>>>>>

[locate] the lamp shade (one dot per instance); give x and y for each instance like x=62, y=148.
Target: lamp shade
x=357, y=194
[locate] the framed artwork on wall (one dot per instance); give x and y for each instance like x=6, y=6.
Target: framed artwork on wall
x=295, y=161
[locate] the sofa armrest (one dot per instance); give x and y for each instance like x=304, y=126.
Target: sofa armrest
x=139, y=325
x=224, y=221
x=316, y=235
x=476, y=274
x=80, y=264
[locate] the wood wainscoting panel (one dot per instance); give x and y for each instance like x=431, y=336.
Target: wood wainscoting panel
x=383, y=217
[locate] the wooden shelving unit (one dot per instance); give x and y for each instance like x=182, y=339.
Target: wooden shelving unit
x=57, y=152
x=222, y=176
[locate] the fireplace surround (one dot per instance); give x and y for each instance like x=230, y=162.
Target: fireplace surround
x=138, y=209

<<<<<

Copy out every record again, letter for letter.

*ANSWER SPACE*:
[locate] the lamp shade (one dot per instance); give x and y for each instance like x=62, y=148.
Target: lamp shade
x=357, y=194
[locate] the framed artwork on wall (one dot per instance); give x and y for each instance like x=6, y=6.
Target: framed artwork on wall
x=295, y=161
[locate] the sofa armrest (one dot per instance); give x and y for each instance like x=304, y=126.
Target: sofa armrest
x=139, y=325
x=224, y=221
x=316, y=235
x=476, y=274
x=80, y=264
[locate] the wood wainscoting panel (one dot per instance); give x and y for each instance like x=431, y=336.
Target: wood wainscoting panel
x=383, y=217
[locate] the wooden shelving unit (one dot per instance); give x and y for each instance like x=182, y=339.
Target: wooden shelving unit
x=57, y=152
x=222, y=176
[locate] the fireplace surround (one dot per instance); give x and y for each instance like x=230, y=162.
Target: fireplace surround
x=138, y=209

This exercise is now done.